## 任务要求
请为下方介绍复合功能型陶粒制备方法的原文节选续写后文，从其最后一句之后接着写。

阅读说明：本技术 复合功能型陶粒的制备方法 (Preparation method of composite functional ceramsite ) 是由 苏英 黄震宇 陈振东 贺行洋 陈顺 陈威 杨进 王迎斌 熊国庆 刘巧 江友志 于 2019-11-13 设计创作，主要内容包括：本发明公开了一种复合功能型陶粒的制备方法,采用以下方法制备：将氧化钛粉,加入到氢氧化钠水溶液中制备前驱体混合液；然后加入经表面活化的中空纳米二氧化硅微球高温处理,然后冷却至室温后,离心、洗涤分离,制备表面高负载氧化钛纳米管的多孔空心二氧化硅微球；将长链有机硅烷和表面高负载氧化钛纳米管的多孔空心二氧化硅微球加入到去离子水中反应,离心、分离获得改性氧化钛纳米管的多孔空心二氧化硅微球；将湿磨工业固废料浆、引气剂、增稠剂和改性氧化钛纳米管的多孔空心二氧化硅微球混合、造粒,室温养护得到复合功能型的陶粒。本发明生产成本低、工艺简单,制备的陶粒比表面积大,硬度高,强度大,吸附力好、再生能力强。(The invention discloses a preparation method of composite functional ceramsite, which comprises the following steps: adding titanium oxide powder into a sodium hydroxide aqueous solution to prepare a precursor mixed solution; then adding the hollow nano-silica microspheres subjected to surface activation for high-temperature treatment, cooling to room temperature, centrifuging, washing and separating to prepare porous hollow silica microspheres with titanium oxide nanotubes loaded on the surface; adding long-chain organosilane and the porous hollow silica microspheres with the surfaces highly loaded with the titanium oxide nanotubes into deionized water for reaction, centrifuging and separating to obtain the porous hollow silica microspheres of the modified titanium oxide nanotubes; and mixing the wet-milled industrial solid waste slurry, the air entraining agent, the thickening agent and the porous hollow silica microspheres of the modified titanium oxide nanotubes, granulating, and maintaining at room temperature to obtain the composite functional ceramsite. The invention has the advantages of low production cost and simple process, and the prepared ceramsite has the advantages of large specific surface area, high hardness, high strength, good adsorption force and strong regeneration capacity.)

## 提取材料
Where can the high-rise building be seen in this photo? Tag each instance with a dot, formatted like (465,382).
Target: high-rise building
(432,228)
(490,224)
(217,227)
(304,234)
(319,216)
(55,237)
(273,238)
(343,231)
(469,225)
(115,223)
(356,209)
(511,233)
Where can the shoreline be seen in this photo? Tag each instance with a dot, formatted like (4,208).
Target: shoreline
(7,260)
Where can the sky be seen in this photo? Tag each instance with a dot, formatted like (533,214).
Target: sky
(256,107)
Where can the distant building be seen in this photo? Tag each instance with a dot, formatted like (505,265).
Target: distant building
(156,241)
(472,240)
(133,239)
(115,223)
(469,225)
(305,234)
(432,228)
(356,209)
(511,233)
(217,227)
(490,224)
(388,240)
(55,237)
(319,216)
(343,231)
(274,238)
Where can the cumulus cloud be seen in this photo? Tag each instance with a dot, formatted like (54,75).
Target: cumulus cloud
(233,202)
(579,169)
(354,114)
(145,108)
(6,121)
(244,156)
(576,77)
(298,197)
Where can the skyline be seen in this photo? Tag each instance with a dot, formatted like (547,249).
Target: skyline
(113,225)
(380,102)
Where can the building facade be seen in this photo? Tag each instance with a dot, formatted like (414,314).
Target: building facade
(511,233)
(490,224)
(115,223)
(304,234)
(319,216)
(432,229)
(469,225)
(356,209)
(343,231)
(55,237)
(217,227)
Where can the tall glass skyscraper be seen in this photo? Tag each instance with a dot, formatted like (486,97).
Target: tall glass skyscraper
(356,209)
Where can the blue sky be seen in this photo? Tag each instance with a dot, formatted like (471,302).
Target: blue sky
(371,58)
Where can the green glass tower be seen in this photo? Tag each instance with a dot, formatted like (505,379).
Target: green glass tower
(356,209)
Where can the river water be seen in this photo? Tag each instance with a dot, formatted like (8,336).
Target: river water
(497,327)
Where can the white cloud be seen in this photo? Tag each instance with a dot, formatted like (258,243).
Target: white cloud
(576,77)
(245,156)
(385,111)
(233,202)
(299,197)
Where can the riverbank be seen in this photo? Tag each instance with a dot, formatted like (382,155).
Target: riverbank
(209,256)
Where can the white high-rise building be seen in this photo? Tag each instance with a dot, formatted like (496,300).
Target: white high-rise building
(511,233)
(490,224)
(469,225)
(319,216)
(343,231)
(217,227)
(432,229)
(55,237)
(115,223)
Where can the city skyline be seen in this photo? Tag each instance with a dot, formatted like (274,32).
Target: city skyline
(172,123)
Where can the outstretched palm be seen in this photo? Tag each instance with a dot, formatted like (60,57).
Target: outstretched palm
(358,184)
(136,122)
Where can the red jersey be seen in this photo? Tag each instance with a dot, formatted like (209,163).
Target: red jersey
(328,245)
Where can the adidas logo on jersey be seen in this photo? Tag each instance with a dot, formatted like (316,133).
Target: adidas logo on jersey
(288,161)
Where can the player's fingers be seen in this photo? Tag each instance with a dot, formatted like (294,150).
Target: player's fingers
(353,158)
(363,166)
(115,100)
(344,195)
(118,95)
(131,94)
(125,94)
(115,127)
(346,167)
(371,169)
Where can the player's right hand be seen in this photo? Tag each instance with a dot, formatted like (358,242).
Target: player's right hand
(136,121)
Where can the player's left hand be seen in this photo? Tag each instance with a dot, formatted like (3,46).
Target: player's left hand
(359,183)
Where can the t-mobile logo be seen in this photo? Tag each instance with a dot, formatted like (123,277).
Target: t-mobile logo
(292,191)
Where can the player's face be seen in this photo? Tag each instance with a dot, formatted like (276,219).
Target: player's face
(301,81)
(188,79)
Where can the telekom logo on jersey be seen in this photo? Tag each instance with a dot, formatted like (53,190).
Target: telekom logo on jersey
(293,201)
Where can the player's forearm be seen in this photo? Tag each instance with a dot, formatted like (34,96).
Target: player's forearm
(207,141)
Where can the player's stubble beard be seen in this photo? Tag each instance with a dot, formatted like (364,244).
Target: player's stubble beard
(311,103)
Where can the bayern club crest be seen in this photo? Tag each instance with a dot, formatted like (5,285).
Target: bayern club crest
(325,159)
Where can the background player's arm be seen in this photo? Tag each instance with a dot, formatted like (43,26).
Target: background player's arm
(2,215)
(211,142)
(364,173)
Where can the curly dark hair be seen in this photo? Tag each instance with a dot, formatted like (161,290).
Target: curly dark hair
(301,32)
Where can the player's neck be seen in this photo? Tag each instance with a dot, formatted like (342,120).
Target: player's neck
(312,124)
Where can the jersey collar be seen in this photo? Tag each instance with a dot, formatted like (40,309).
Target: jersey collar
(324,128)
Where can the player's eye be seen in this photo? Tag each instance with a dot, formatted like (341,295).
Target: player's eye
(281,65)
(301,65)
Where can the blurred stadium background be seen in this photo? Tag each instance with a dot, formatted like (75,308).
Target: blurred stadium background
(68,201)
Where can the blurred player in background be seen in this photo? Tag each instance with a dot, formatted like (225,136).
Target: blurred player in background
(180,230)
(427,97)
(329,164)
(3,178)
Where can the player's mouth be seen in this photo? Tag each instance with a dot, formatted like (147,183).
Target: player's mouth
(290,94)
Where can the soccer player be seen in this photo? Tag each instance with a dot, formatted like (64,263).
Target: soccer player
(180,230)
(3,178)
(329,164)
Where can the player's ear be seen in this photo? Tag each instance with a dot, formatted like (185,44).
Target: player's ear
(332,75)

--

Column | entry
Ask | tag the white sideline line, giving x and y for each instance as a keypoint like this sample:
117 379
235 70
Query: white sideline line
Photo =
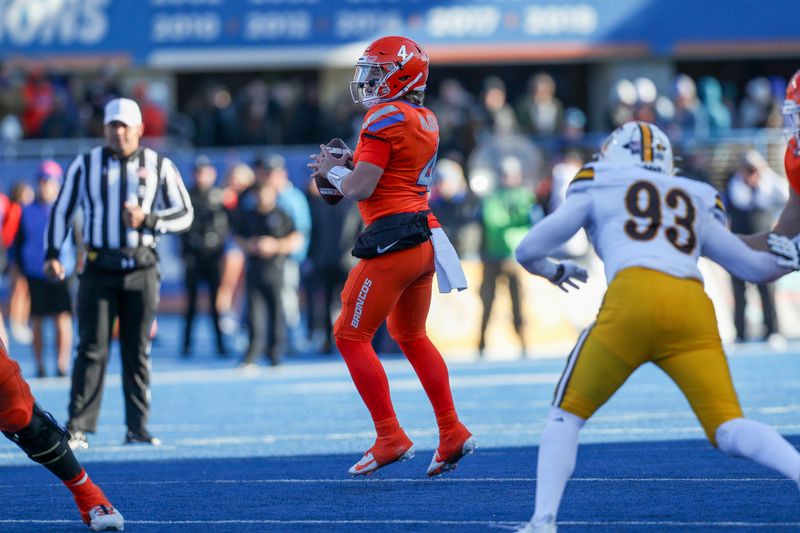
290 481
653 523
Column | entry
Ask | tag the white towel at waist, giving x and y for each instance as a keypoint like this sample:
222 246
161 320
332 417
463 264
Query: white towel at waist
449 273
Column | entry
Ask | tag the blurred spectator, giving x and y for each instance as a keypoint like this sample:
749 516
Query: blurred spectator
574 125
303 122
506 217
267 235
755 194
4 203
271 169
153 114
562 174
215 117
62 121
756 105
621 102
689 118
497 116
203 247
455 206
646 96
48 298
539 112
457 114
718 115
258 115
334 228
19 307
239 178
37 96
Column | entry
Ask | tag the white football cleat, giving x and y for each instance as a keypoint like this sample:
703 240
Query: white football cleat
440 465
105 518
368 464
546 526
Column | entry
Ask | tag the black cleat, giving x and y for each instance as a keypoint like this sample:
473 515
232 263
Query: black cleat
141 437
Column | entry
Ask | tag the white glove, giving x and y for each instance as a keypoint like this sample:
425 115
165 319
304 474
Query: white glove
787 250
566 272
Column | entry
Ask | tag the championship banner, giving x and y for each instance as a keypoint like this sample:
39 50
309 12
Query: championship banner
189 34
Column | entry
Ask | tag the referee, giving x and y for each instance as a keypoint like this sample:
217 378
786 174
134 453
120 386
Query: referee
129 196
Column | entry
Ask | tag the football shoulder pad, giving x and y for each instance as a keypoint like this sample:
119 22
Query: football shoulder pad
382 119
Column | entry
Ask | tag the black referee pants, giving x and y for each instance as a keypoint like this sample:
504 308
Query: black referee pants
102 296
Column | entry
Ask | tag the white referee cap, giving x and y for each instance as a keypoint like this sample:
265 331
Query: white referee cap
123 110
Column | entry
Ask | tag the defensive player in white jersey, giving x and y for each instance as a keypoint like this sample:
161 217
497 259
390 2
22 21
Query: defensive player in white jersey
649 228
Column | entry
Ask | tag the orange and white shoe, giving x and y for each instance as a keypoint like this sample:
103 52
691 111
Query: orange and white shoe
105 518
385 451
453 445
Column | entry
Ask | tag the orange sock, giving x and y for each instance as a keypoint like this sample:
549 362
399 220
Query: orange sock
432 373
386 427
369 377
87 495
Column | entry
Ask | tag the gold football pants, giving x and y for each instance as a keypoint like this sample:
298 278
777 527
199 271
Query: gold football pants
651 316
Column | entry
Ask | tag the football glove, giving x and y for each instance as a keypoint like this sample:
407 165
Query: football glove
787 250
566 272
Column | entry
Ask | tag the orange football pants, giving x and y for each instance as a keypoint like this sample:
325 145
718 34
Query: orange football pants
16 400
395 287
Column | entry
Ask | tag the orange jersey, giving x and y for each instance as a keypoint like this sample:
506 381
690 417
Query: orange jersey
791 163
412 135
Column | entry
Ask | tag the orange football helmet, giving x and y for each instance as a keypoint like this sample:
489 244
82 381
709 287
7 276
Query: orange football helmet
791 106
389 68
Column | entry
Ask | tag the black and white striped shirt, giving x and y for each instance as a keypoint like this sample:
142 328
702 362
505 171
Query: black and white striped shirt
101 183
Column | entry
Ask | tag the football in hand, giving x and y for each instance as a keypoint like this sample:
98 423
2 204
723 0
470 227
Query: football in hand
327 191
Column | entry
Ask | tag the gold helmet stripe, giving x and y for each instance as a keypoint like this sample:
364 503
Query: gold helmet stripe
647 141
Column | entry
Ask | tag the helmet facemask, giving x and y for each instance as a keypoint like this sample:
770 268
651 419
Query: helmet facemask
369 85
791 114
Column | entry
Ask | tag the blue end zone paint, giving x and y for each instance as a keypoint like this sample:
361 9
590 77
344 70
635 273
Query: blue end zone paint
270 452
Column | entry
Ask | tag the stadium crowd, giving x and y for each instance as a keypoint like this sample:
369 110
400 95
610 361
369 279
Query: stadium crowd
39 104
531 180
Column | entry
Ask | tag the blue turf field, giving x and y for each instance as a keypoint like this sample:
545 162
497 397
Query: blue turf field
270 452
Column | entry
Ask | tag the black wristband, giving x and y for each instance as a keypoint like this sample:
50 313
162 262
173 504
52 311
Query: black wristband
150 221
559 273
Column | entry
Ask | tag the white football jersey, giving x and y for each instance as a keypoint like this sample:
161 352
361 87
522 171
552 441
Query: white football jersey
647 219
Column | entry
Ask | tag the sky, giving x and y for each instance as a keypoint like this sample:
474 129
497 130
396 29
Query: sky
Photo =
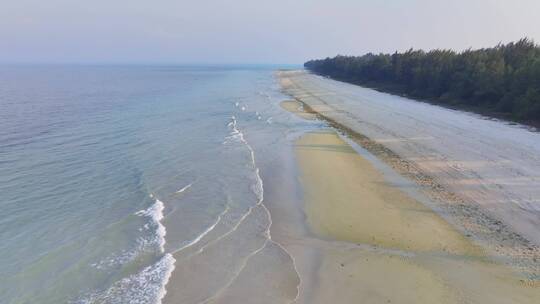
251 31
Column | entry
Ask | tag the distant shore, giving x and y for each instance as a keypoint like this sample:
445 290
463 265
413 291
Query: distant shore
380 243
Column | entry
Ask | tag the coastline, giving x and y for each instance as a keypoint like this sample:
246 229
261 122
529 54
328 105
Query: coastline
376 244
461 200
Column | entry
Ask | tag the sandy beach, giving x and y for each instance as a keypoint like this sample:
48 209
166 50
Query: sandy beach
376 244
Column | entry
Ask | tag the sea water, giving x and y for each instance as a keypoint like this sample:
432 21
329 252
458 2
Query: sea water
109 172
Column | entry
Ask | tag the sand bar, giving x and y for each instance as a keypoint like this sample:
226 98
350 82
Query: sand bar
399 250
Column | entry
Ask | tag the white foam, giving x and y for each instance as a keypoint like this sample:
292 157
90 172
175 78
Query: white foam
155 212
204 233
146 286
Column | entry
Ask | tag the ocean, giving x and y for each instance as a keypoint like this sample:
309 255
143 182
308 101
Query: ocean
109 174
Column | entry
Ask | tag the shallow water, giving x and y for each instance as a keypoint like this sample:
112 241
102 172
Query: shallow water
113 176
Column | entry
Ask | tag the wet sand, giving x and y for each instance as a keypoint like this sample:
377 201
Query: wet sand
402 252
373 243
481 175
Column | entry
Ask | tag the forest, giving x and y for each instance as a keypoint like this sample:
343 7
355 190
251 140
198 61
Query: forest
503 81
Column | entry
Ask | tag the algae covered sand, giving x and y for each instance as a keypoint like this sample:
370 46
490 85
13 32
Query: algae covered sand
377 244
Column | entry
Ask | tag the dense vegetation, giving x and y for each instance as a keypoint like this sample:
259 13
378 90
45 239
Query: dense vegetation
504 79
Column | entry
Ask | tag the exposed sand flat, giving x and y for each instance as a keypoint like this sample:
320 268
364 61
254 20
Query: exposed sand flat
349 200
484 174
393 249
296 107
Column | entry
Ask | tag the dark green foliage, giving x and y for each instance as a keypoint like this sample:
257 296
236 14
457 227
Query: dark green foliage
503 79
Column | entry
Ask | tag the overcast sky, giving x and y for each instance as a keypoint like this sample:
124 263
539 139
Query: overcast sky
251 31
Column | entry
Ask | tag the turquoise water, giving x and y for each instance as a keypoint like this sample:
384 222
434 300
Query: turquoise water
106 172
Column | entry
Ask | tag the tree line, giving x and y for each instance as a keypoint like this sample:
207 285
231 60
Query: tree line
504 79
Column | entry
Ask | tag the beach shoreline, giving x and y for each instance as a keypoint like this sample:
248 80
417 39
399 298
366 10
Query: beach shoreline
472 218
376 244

## 回复
1. The preparation method of the composite functional ceramsite is characterized by comprising the following steps of:

step T1: adding 10-15 parts by weight of ball-milled titanium oxide powder into a sodium hydroxide aqueous solution, and adding 1-2 parts by weight of sodium sulfate or ammonium sulfate to prepare a precursor mixed solution; then adding 5-10 parts by weight of surface activated hollow nano-silica microspheres, transferring to a high-pressure reaction kettle for high-temperature treatment, cooling to room temperature, centrifuging, washing, separating and drying to prepare porous hollow silica microspheres with titanium oxide nanotubes loaded on the surface;

step T2: adding 3-5 parts by weight of long-chain organosilane and 5-10 parts by weight of porous hollow silica microspheres with highly-loaded titanium oxide nanotubes on the surface into deionized water, reacting under mechanical stirring, centrifuging, and separating to obtain porous hollow silica microspheres of modified titanium oxide nanotubes;

step T3: 100 parts by weight of wet-milled industrial solid waste slurry with the solid content of 60-80 wt%, 1-2 parts by weight of air entraining agent, 1-2 parts by weight of thickening agent and 10-20 parts by weight of porous hollow silica microspheres of modified titanium oxide nanotubes are mixed, granulated and maintained at room temperature to obtain the composite functional ceramsite.

2. The method for preparing composite functional ceramsite according to claim 1, wherein in step T1, the particle size range of the ball-milled titanium oxide powder is 0.2-0.4 μm; the high-temperature treatment temperature is 150-200 ℃, the treatment time is 12-24 hours, and the pressure is 2-4 MPa.

3. The method for preparing composite functional ceramsite according to claim 1, wherein in step T1, said aqueous solution of sodium hydroxide is 5% aqueous solution of sodium hydroxide, and the amount added is 20 parts by weight.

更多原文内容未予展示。